* INPUT RECORDS:

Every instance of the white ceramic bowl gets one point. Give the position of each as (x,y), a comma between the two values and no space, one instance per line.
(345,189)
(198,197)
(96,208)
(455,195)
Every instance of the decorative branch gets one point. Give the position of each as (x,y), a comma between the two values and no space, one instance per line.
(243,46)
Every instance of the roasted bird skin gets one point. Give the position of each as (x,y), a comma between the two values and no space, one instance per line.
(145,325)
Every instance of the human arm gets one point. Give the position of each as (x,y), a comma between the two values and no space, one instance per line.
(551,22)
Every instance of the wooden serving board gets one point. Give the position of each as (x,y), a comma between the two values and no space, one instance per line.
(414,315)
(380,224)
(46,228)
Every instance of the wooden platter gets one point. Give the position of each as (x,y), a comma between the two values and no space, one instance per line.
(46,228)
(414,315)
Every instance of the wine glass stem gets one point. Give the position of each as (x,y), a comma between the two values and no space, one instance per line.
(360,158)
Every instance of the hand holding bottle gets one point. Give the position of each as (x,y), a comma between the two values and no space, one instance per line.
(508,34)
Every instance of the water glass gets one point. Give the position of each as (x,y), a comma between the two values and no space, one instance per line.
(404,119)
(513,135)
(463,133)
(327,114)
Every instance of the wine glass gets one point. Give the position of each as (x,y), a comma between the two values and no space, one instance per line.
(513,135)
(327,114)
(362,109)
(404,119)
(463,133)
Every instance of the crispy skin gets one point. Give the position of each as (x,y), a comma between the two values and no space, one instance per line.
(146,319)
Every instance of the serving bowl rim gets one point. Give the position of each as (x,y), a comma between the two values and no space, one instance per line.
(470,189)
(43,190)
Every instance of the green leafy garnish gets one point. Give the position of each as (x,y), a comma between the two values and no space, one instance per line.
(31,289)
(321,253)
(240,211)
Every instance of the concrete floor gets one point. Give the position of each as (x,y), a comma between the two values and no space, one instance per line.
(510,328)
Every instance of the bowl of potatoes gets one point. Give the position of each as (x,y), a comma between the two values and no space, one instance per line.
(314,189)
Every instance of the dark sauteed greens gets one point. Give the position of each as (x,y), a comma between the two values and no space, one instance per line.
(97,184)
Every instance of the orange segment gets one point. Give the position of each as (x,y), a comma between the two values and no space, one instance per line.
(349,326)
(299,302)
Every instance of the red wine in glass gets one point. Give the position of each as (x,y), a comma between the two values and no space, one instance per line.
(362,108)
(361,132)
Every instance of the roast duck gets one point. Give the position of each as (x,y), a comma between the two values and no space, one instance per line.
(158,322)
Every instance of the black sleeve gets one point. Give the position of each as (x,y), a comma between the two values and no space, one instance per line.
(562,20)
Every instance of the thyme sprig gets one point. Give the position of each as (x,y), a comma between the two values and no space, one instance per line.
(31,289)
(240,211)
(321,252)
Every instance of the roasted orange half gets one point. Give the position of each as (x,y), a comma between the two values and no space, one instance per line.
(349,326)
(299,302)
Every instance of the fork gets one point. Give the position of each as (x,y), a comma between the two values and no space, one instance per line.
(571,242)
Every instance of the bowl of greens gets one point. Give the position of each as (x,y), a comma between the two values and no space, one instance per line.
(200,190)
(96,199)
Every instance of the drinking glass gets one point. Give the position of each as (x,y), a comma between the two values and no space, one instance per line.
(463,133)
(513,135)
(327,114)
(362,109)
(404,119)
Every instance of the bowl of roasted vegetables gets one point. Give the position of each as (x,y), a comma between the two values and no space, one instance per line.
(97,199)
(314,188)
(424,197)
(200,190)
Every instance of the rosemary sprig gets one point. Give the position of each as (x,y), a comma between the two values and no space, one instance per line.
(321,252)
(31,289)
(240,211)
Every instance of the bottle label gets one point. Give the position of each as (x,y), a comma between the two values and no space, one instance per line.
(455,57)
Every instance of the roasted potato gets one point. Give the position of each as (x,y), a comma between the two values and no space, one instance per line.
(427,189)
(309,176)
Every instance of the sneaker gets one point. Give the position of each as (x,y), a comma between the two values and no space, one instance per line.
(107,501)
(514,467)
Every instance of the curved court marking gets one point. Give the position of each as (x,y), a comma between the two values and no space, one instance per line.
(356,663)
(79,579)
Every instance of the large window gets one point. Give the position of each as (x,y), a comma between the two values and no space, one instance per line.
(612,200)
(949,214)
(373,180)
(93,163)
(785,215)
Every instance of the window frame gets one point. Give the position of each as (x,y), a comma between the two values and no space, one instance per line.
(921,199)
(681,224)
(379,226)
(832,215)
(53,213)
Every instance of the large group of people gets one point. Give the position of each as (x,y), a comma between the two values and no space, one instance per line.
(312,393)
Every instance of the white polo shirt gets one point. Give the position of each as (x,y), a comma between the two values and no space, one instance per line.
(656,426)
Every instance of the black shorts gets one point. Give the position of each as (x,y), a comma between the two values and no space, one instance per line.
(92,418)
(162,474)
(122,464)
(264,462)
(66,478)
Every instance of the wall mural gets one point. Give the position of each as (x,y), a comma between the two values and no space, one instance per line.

* WORK INSTRUCTIONS: Restate word for word the lines from the one holding "Every instance of the sneaker" to the end of the listing, both ends included, and nothing more.

* THE RESPONSE:
Every instance of the sneaker gets one point. Give the position of each as (x,y), a comma between the two values and no space, one instance per line.
(107,501)
(514,467)
Every instance of the curved court marking gets one point. Give the position of each as (x,y), a comma between the two values and no space, one instance per line.
(356,663)
(79,579)
Every instance of the large window gets one point. Give the position of each as (x,y), a comma between the two values and no space, one instance per line.
(612,200)
(949,214)
(373,180)
(93,163)
(785,215)
Every instance of the window frame gets one point. Give the position of each as (x,y), a comma between the two values and no space, one instance per line.
(921,199)
(681,224)
(379,226)
(832,215)
(53,213)
Every instance of the large group of people gets one point. Give the position of each as (x,y), a comma between the two values and no space, one instance per line.
(312,393)
Every instance of the white polo shirt gets one point. Give the position of each as (x,y), a comma between the two values and no space, one instance per line.
(656,426)
Every instance of the black shorts gets one point. Give the position of each as (x,y), a comma between the two values and no space, one instance per line.
(92,418)
(162,474)
(122,464)
(264,462)
(66,478)
Every instance of the wall mural gets one point. Give the position of each as (x,y), a comma between the two values and no space, one instance per line.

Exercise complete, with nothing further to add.